### EXERCISE INPUT

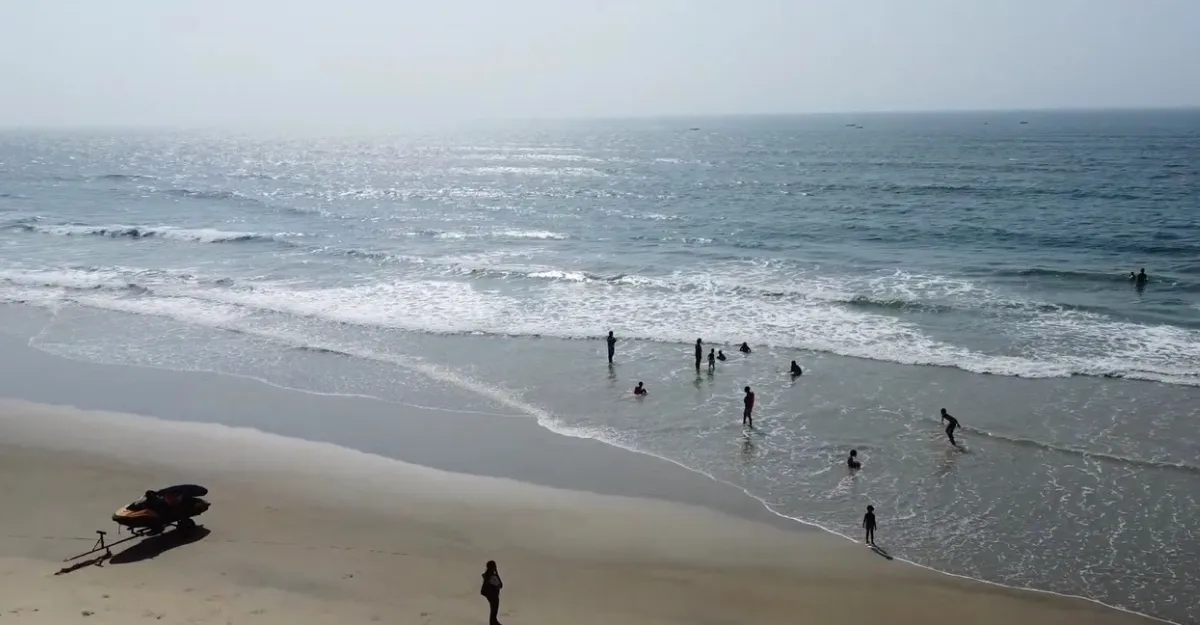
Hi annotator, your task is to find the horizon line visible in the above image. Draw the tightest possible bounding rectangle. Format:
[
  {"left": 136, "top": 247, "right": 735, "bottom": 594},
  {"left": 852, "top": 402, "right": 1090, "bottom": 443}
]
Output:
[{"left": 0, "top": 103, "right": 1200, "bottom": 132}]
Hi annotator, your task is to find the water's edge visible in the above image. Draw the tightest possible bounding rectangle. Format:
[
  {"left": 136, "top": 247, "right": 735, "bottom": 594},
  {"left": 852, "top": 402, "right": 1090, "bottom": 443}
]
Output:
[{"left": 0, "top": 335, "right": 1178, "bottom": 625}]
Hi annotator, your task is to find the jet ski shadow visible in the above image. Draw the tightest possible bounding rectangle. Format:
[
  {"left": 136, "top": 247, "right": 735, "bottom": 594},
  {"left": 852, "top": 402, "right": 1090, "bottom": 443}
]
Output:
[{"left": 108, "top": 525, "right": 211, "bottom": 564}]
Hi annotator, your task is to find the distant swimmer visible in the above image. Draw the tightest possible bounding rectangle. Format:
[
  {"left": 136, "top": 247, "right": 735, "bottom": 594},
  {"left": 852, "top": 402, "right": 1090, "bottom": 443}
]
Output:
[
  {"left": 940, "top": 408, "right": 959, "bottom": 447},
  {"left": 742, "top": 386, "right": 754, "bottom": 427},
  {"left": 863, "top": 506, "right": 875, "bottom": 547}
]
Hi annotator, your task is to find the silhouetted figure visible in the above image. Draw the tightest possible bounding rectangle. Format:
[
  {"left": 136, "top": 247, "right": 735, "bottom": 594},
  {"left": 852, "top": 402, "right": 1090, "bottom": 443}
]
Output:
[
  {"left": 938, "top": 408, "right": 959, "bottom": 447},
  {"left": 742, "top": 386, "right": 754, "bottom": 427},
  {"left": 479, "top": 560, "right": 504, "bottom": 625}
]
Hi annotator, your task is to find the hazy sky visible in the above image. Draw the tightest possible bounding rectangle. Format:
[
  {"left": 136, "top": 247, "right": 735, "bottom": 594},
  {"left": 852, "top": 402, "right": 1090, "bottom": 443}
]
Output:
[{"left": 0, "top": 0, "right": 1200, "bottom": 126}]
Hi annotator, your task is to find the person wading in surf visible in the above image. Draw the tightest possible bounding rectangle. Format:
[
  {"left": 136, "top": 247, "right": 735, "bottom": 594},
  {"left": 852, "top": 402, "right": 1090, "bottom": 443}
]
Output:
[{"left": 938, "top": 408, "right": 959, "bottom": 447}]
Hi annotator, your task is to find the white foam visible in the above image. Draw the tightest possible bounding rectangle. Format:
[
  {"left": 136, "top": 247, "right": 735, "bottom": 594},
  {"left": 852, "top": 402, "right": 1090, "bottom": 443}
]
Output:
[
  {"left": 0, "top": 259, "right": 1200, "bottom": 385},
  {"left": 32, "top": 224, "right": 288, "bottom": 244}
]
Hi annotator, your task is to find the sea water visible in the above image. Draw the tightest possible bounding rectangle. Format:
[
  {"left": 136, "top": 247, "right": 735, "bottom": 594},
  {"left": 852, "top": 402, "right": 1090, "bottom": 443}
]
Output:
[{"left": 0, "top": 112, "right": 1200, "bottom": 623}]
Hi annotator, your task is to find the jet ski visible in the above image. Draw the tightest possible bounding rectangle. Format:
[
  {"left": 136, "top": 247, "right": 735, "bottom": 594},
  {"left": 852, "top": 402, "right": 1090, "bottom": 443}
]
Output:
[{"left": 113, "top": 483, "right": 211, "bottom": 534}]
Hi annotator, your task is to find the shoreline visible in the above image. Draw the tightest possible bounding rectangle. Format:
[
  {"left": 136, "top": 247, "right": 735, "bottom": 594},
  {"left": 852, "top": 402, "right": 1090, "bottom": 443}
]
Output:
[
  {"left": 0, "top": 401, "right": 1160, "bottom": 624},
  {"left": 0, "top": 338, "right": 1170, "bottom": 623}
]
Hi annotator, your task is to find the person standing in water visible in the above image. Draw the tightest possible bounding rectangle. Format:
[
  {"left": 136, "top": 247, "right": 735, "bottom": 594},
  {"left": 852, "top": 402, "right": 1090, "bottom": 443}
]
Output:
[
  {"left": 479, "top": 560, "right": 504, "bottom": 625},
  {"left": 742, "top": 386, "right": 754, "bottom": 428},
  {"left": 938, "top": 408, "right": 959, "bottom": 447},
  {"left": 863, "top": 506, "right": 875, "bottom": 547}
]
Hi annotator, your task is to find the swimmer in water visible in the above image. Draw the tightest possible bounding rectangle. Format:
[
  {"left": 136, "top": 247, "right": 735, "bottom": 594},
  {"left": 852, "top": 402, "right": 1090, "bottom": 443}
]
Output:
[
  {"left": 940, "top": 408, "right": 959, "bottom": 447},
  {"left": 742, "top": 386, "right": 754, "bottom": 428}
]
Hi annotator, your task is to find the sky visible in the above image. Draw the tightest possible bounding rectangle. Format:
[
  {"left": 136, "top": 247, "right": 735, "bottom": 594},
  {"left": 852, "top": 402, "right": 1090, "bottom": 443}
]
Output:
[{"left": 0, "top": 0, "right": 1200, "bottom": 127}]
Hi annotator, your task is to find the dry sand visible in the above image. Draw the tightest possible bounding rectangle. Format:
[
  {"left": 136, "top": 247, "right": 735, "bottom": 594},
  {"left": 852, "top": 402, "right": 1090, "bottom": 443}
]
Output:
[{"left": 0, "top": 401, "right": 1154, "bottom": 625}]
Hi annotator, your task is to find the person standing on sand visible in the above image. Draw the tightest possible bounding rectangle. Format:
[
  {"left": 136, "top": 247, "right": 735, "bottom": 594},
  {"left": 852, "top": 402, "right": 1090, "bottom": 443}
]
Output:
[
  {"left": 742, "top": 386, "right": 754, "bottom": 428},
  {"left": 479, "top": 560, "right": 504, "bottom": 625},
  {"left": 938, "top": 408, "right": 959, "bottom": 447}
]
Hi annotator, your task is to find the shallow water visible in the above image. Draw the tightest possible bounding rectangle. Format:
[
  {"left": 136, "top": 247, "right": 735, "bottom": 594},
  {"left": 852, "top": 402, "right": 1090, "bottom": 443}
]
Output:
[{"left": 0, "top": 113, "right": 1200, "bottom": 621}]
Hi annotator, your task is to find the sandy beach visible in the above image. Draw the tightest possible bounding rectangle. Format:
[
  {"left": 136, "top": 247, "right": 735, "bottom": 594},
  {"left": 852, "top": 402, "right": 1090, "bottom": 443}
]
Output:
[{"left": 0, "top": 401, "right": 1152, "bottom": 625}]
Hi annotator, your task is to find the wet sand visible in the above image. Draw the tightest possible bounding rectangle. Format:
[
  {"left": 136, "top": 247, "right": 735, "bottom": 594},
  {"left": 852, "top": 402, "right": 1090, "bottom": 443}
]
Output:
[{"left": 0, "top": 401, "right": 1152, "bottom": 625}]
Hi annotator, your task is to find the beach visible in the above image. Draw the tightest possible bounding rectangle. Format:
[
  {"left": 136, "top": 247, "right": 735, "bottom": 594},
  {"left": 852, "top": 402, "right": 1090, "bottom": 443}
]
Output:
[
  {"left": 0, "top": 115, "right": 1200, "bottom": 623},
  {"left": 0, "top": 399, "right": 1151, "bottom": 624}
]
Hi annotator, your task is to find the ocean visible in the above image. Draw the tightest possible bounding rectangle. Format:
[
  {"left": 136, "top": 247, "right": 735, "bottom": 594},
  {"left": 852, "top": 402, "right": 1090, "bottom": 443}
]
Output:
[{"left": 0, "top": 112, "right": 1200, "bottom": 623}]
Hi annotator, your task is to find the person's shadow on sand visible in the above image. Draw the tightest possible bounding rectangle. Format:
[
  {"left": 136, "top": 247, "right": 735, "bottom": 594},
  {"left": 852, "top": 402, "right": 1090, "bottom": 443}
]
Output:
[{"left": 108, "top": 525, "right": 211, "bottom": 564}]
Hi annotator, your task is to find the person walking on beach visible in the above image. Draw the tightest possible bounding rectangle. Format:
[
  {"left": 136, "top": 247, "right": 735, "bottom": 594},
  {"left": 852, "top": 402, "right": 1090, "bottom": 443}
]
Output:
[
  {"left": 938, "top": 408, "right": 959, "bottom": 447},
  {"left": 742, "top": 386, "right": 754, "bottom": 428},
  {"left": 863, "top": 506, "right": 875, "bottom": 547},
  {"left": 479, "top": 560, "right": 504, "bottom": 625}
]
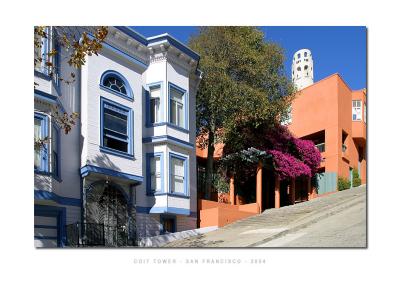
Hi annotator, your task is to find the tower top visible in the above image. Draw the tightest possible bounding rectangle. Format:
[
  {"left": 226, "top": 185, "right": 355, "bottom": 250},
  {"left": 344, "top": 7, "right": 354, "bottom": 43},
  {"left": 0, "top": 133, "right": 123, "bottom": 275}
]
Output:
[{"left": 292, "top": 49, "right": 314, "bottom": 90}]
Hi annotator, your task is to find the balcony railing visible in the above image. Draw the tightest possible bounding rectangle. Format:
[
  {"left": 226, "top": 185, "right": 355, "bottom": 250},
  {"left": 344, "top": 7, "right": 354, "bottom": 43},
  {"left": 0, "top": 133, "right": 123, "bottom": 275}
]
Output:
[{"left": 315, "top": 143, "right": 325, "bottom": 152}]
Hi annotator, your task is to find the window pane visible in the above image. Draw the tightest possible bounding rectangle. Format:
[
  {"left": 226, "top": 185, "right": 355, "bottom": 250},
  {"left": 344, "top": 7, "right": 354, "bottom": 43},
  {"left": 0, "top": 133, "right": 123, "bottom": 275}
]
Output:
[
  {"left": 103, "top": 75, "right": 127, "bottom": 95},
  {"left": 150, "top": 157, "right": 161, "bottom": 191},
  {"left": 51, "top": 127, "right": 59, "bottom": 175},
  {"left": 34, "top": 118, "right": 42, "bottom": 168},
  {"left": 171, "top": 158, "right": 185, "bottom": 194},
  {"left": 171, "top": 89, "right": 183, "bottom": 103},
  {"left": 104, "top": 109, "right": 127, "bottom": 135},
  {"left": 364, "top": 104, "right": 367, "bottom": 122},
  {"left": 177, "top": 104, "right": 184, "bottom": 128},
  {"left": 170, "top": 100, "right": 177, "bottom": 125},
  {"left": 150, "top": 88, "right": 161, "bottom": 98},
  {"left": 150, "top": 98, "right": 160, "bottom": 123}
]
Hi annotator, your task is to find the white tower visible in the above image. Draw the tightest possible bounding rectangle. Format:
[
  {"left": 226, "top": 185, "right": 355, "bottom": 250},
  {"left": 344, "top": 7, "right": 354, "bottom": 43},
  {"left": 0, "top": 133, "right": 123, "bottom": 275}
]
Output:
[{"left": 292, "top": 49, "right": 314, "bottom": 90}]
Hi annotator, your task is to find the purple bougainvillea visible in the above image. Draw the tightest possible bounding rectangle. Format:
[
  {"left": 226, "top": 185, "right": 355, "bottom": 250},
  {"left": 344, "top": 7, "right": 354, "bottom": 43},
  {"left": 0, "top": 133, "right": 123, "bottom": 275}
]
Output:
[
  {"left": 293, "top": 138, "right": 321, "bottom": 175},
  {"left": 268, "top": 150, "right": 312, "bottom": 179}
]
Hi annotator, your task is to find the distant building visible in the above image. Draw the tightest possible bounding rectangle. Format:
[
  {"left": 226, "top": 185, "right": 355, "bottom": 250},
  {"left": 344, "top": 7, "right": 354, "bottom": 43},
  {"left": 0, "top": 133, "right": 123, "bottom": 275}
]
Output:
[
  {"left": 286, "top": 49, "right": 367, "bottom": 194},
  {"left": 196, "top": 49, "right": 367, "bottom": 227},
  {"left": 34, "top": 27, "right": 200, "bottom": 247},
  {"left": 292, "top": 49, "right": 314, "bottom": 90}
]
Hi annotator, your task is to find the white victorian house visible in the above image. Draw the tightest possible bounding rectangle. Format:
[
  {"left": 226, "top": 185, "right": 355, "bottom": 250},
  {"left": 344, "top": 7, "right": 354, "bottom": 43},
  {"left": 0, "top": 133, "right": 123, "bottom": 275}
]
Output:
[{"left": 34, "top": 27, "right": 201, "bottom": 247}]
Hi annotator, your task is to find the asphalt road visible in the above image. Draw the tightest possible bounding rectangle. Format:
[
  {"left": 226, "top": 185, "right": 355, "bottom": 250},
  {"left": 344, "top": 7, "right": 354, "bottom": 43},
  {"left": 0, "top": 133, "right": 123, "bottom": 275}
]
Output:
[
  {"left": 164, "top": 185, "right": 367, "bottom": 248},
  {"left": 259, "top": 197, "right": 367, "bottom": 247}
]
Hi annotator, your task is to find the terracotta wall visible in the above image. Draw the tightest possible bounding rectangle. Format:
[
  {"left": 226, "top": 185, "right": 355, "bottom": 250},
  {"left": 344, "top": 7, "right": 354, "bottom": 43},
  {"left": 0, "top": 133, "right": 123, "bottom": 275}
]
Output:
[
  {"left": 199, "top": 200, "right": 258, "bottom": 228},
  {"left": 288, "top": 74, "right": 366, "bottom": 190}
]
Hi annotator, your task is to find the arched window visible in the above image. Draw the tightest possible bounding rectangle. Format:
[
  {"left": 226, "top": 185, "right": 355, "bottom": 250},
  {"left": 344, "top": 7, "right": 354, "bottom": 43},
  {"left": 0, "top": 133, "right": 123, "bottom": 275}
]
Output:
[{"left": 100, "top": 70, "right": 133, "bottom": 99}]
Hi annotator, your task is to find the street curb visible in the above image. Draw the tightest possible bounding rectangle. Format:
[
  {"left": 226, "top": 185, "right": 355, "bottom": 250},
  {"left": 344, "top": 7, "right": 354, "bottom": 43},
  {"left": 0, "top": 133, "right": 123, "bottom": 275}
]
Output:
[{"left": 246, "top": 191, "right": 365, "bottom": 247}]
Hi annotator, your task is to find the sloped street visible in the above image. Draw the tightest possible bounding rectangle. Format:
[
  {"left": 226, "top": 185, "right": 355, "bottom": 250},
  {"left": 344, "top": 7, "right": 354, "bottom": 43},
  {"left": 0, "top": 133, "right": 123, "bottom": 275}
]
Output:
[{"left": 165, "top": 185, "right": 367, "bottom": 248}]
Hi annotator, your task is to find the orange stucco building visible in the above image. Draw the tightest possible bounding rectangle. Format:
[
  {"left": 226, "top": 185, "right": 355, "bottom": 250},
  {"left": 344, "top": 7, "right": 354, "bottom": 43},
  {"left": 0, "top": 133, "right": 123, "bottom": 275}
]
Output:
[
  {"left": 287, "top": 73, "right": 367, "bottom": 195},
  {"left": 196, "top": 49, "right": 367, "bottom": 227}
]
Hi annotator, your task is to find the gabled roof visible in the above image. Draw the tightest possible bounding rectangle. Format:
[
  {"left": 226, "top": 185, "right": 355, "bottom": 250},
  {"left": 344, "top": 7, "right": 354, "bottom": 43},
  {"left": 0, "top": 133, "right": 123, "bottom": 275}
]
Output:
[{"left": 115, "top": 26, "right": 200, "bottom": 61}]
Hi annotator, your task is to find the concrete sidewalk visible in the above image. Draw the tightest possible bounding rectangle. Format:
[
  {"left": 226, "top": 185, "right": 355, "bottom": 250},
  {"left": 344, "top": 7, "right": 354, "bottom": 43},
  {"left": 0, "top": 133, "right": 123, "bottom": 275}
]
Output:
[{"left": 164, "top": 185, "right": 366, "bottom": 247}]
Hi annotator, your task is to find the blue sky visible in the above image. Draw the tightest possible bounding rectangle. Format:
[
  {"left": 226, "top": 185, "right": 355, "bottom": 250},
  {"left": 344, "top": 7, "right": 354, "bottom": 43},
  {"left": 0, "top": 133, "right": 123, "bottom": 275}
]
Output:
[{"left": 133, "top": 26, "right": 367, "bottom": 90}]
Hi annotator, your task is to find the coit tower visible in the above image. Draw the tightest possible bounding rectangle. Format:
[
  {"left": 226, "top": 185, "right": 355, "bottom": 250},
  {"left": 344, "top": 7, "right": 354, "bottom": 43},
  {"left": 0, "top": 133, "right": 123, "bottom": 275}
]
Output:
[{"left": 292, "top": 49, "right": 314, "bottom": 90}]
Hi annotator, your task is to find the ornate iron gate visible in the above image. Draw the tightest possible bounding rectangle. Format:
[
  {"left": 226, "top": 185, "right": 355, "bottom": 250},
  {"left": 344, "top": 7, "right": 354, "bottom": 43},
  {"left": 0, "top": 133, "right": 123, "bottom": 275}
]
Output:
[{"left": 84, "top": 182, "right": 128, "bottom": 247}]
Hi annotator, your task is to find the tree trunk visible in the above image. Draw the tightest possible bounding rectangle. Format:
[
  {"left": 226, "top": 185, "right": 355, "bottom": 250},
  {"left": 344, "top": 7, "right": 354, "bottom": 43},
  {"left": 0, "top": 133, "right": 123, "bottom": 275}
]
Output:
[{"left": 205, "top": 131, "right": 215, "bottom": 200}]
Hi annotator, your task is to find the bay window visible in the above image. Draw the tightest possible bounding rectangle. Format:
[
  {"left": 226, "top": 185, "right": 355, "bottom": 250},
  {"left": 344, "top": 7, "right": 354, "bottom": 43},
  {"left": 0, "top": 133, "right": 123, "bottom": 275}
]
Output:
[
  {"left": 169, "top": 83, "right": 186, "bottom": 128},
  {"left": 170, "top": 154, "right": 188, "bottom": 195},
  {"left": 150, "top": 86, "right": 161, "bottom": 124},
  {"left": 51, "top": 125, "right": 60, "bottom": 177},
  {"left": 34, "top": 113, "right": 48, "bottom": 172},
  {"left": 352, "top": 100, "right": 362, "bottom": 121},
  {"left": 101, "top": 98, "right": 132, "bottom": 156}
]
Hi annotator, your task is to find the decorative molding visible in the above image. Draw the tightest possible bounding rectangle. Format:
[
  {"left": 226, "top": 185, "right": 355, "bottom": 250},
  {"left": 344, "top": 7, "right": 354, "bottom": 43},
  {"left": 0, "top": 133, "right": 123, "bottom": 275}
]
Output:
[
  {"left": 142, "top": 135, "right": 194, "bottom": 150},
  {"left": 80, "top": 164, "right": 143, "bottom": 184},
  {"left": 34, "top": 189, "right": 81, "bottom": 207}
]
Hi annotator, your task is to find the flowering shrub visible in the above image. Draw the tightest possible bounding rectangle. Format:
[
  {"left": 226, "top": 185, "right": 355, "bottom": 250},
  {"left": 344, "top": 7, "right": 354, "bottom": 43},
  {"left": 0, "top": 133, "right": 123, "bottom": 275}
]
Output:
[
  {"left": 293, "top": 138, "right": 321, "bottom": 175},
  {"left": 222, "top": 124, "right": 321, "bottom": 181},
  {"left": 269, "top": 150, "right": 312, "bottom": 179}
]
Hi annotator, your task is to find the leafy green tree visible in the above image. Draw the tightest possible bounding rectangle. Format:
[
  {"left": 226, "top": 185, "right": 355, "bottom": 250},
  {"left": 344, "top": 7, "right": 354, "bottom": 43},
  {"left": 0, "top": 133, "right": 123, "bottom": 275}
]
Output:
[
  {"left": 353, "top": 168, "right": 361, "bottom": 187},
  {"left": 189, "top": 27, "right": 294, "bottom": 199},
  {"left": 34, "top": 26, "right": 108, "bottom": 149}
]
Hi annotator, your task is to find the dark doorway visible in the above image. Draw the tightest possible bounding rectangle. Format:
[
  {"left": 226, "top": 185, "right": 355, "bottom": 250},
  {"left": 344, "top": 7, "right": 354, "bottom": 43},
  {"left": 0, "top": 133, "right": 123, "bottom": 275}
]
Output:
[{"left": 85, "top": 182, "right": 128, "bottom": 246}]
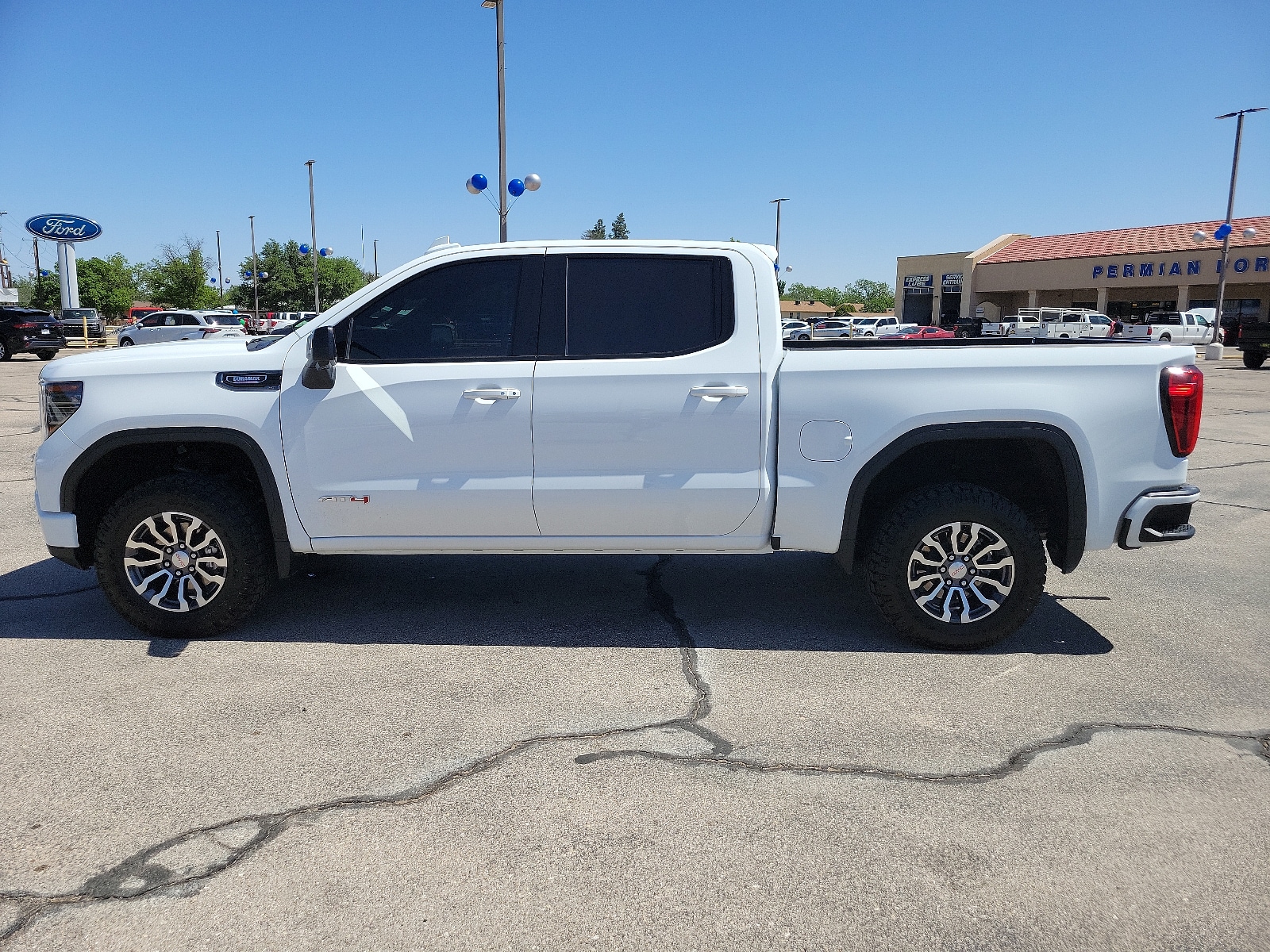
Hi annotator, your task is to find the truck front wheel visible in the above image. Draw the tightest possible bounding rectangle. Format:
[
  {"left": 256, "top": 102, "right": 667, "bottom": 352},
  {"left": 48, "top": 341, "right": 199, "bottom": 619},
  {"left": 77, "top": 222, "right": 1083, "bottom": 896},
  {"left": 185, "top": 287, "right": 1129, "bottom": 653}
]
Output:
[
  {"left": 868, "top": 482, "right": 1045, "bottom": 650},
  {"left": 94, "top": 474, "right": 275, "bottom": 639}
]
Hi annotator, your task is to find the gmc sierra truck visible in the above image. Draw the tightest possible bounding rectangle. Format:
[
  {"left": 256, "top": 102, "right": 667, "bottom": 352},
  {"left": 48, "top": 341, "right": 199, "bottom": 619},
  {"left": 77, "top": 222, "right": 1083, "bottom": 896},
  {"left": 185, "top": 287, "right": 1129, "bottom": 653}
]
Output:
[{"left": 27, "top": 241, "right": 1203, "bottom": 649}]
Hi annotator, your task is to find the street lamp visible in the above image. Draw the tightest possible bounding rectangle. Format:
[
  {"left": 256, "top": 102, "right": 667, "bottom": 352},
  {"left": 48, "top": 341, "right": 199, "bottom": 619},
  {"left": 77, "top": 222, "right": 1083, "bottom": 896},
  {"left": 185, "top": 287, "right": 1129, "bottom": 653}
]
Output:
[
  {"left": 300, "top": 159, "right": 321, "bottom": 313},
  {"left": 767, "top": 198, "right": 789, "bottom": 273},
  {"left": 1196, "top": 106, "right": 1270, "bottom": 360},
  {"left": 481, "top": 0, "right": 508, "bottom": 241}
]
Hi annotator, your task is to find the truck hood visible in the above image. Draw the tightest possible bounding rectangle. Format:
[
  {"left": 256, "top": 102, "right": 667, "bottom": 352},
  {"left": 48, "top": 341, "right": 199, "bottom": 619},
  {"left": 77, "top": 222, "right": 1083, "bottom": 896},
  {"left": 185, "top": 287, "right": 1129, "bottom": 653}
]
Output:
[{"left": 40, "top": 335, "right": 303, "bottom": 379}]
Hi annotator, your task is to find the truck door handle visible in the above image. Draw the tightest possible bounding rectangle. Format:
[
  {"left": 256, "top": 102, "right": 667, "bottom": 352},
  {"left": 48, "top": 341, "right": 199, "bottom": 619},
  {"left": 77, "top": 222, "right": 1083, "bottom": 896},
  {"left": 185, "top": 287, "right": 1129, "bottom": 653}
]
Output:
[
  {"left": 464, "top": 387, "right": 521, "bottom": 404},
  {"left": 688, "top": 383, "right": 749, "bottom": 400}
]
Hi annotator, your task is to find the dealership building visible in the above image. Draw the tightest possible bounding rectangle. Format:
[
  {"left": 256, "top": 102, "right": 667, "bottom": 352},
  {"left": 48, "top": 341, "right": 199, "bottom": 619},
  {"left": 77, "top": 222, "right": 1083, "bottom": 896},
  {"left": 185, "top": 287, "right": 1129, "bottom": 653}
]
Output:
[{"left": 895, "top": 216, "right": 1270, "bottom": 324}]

### WORK TO BE COMPLETED
Which lines of the records contain the string "person"? List each of them in full, matching case exactly.

### ANSWER TO THIS EXERCISE
Hi annotator, your task is to find the person wading in surf visible in the above image. Draw the tightest possible bounding rectangle. Format:
Hi annotator, your task is to find the person standing in water visible in the above image. Draw the tightest possible bounding rectangle. Format:
Hi annotator, your task is to find the person standing on sand visible in the above image. Draw the tightest possible bounding rectangle. Format:
Hi annotator, your task is to find the person's shadow on sand visible in the above image. Draw the tightest possible bounding rectangle. Format:
Hi annotator, your task is to find the person walking on beach visible in the above image. Draw the tightest possible bounding rectangle. Format:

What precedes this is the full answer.